## WORK TO COMPLETE
**a)** In the passage on leadership and listening, write out the text starting with "The thing that" and going on through "information you need.".
**b)** According to the passage on leadership and listening, what government post is Penny Pritzker currently serving in?
**c)** Pick up the passage on leadership and listening after its final sentence and keep writing it.

[[ PAGE EXCERPT open ]]

I was also working with clients, and managing to keep up with The News. Last week, while trying to solve some communications problems specific to clients in leadership roles, I looked to Adam Bryant's Corner Office interviews in the New York Times. If you're not familiar with this column, look it up. Bryant shares insights from a variety of savvy leaders in business and management. One column in particular jumped out at me, Penny Pritzker's interview, titled "On Hearing the Whole Story." It dealt with the power, and importance, of listening. Pritzker, a highly successful business leader in the real estate, hospitality, and financial services industries, is currently serving as Secretary of Commerce. She answered Bryant's question about improving her leadership over the years this way:
"Probably the biggest mistakes I’ve made were when I wasn’t listening carefully enough. Sometimes you need help with that. I have often said to my closest advisers that your job isn’t just to tell me what you think, but you also have to get in my face and make sure I heard you. It’s hard to deliver bad news, and part of leadership is giving people permission to give you bad news, and making sure you really hear it."
The thing that struck me was how much humility is packed in that statement. And the acknowledgement that true leadership means a willingness to deal with uncertain, or even negative, feedback. A reminder that when you are a leader it is not about you, but about the shared goal of the stakeholders in your venture. If your staff or team is reluctant to give you bad news, then how can you really find our what is going on? Their job in not to please you, but to give you the information you need.

[[ PAGE EXCERPT closed ]]
[[ DATA RECORDS open ]]

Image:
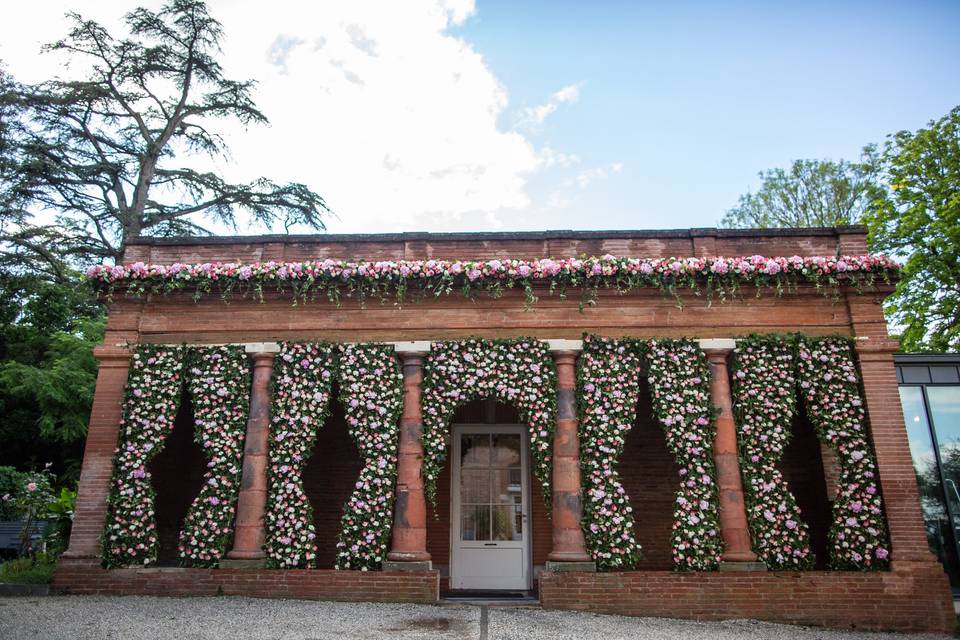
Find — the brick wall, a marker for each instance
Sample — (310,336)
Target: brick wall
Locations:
(906,601)
(84,577)
(328,480)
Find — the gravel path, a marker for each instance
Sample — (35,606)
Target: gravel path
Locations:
(145,618)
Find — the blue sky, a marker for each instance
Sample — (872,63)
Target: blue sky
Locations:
(458,115)
(695,98)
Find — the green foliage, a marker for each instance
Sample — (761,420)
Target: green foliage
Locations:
(914,214)
(36,570)
(104,152)
(813,193)
(10,482)
(47,370)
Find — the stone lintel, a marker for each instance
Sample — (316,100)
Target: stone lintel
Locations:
(566,567)
(262,347)
(728,565)
(232,563)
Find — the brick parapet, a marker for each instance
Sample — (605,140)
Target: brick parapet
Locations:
(87,578)
(916,600)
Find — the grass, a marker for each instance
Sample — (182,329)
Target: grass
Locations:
(27,571)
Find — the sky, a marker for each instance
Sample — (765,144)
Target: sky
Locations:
(463,115)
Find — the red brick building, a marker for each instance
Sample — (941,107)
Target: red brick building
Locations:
(492,528)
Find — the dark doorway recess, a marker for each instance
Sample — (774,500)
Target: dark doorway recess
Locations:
(802,468)
(650,475)
(329,478)
(177,477)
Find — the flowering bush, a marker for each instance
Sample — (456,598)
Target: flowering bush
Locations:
(302,376)
(607,390)
(151,400)
(219,384)
(679,377)
(764,393)
(392,279)
(520,372)
(371,392)
(830,386)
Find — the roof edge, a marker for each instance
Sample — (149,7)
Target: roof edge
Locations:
(560,234)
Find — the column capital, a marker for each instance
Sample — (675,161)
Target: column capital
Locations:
(561,346)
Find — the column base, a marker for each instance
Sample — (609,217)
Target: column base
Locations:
(582,566)
(243,563)
(741,565)
(407,565)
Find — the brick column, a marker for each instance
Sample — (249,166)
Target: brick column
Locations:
(569,548)
(881,395)
(409,549)
(251,505)
(733,514)
(97,469)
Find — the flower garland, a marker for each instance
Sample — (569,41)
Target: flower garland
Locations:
(219,384)
(764,394)
(371,391)
(392,279)
(520,372)
(151,400)
(829,384)
(679,377)
(608,388)
(303,373)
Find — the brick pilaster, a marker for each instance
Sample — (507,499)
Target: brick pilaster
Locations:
(733,514)
(251,505)
(97,469)
(898,481)
(410,514)
(568,541)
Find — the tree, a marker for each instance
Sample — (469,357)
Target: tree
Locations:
(814,193)
(914,214)
(47,369)
(101,156)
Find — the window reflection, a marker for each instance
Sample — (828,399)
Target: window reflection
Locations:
(940,534)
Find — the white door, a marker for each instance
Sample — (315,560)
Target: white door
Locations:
(490,532)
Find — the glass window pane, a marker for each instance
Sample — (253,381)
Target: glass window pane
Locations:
(475,522)
(940,534)
(945,412)
(508,522)
(507,486)
(506,450)
(475,486)
(475,450)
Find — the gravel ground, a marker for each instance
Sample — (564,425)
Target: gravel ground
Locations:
(144,618)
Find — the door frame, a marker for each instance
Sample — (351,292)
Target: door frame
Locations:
(456,430)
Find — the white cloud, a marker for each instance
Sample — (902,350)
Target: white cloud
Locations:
(585,177)
(533,117)
(373,104)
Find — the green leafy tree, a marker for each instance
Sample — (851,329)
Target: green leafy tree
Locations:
(104,157)
(914,214)
(812,193)
(47,369)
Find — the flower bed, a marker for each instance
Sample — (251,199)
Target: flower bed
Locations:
(219,385)
(608,387)
(830,386)
(151,400)
(679,377)
(520,372)
(764,393)
(332,279)
(371,391)
(302,377)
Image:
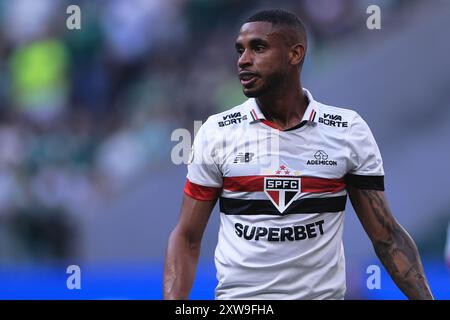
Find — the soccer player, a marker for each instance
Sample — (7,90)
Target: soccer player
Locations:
(282,208)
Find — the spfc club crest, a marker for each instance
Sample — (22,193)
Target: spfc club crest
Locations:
(282,191)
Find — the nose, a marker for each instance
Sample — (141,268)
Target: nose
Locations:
(245,60)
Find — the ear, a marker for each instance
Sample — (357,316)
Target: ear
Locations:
(297,54)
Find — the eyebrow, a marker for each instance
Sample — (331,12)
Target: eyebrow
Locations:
(252,42)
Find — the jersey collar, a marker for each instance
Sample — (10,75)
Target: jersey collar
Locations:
(310,115)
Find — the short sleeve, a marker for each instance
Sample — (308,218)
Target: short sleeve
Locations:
(365,163)
(204,177)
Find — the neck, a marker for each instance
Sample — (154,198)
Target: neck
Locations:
(284,106)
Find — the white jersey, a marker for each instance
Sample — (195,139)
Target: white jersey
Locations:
(282,196)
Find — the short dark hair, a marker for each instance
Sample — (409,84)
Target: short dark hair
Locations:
(281,18)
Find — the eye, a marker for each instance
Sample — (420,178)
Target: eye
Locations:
(260,48)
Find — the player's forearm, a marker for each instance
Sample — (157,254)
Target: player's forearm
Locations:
(180,266)
(401,259)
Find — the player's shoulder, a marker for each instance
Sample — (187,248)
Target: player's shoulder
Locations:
(337,117)
(230,118)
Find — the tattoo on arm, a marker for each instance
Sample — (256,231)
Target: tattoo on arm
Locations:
(397,251)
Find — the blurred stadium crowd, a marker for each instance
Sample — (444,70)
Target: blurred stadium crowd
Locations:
(83,113)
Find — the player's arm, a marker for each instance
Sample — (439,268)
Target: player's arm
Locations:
(184,247)
(393,245)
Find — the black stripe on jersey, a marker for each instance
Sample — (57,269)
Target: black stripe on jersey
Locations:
(256,207)
(365,182)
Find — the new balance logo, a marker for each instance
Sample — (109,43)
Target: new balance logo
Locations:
(244,157)
(232,118)
(333,120)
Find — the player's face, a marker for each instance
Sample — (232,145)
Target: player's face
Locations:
(263,58)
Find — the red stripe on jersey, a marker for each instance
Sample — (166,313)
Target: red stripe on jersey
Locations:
(199,192)
(308,184)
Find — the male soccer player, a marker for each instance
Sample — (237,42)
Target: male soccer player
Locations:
(282,208)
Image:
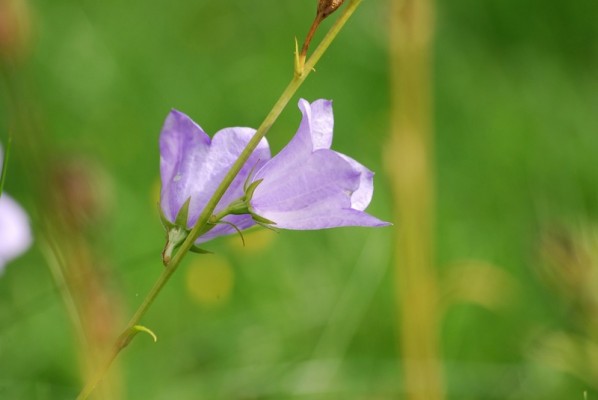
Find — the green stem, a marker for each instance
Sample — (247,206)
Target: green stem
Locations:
(171,266)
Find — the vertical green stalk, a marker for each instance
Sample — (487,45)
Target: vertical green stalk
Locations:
(410,166)
(298,78)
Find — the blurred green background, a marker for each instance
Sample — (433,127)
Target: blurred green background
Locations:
(311,315)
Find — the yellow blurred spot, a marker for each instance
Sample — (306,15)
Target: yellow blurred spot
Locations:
(256,240)
(210,280)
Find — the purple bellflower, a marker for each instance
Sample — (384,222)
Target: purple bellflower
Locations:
(192,166)
(306,186)
(15,232)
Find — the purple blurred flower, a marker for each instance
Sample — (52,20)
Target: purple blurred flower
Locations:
(15,233)
(192,166)
(308,186)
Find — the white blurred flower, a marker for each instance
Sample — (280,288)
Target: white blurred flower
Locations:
(15,231)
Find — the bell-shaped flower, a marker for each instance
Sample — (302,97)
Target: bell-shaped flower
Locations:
(15,231)
(309,186)
(192,166)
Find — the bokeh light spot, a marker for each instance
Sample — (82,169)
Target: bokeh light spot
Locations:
(210,280)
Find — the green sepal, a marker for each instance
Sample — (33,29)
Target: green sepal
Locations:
(198,250)
(182,216)
(250,189)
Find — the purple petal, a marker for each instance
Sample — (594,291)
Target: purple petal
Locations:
(362,197)
(15,233)
(315,132)
(184,147)
(193,166)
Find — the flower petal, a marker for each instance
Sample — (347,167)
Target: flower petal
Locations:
(15,232)
(362,197)
(193,166)
(315,132)
(309,186)
(184,147)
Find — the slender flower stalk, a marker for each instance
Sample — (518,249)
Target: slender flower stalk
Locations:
(299,77)
(411,172)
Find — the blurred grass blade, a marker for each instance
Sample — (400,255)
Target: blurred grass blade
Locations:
(5,163)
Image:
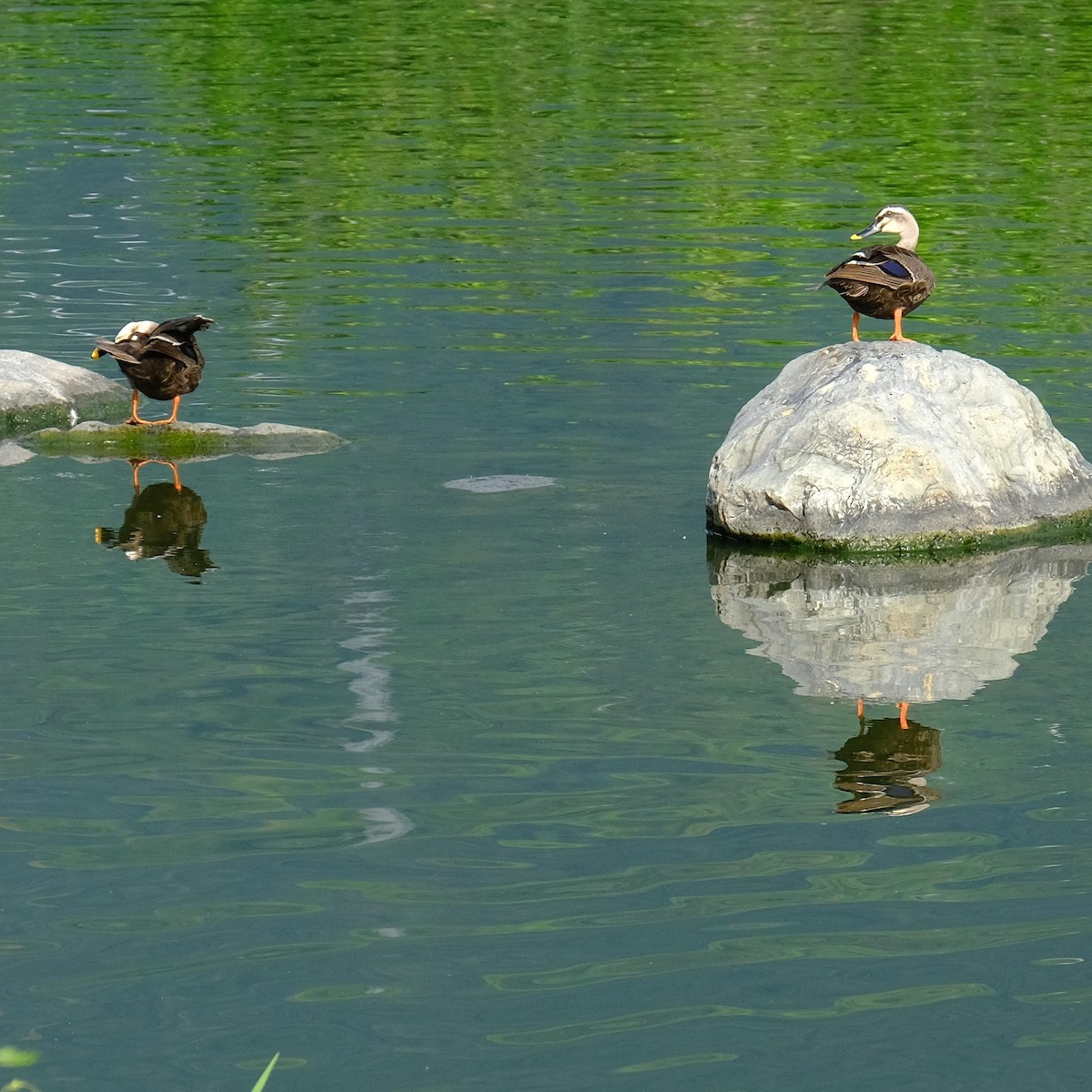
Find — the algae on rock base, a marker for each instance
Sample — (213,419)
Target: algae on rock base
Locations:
(94,440)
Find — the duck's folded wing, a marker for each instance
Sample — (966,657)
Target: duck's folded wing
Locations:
(165,345)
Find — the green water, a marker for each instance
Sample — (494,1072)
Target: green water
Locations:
(430,789)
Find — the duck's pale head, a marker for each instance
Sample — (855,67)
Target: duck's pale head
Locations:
(894,219)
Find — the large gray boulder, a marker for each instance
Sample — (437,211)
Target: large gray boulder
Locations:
(882,445)
(36,392)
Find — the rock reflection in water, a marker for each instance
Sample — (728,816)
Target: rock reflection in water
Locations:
(164,520)
(891,631)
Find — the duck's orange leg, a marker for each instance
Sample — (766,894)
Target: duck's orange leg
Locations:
(135,419)
(898,336)
(137,463)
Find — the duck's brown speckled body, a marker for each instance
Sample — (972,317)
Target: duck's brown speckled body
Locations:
(885,282)
(162,360)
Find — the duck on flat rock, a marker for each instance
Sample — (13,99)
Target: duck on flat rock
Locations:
(162,360)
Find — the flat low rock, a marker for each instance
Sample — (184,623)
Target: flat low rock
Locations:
(96,440)
(36,392)
(888,445)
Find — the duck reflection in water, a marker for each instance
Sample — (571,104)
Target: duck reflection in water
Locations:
(164,520)
(885,767)
(904,632)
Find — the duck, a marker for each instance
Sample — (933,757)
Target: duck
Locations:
(885,282)
(162,360)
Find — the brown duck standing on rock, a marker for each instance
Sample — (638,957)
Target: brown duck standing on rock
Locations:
(885,282)
(161,359)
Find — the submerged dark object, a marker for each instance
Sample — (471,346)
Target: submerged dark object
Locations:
(162,360)
(885,282)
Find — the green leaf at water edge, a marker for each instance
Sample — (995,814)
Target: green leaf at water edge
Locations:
(266,1076)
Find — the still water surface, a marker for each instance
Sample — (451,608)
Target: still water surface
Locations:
(434,789)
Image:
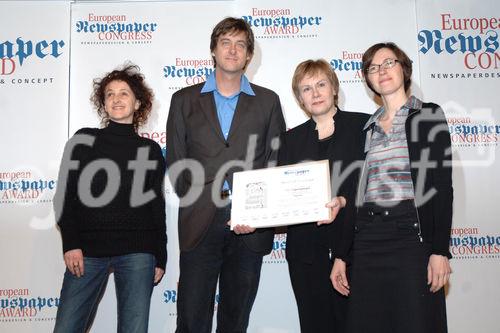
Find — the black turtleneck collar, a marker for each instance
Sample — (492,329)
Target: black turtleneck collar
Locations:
(120,129)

[[ DATA RECORDS closed ]]

## ANSWERS TO THIS EXERCISE
**a)**
The thing that struck me was how much humility is packed in that statement. And the acknowledgement that true leadership means a willingness to deal with uncertain, or even negative, feedback. A reminder that when you are a leader it is not about you, but about the shared goal of the stakeholders in your venture. If your staff or team is reluctant to give you bad news, then how can you really find our what is going on? Their job in not to please you, but to give you the information you need.

**b)** Secretary of Commerce.

**c)**
As Shanti Atkins, President and CSO of Navex Global, said in Bryant's January 2nd column: "Even now I like to have people around me who will disagree with me and who will tell me when they think I’m wrong or something is a terrible idea. If I get the feeling I have people around me who are managing up, I get very nervous. I just instantly start wondering, 'What’s actually happening and why can’t you give me more of a balanced picture?' ”
We all need to be ready to really hear what employees, co-workers, even family members, have to say--especially when it is something we may not want to hear! Let's resolve to be better--and more open--listeners this year. Mindfully practicing our listening skills will improve every facet of our lives, not just the bottom line.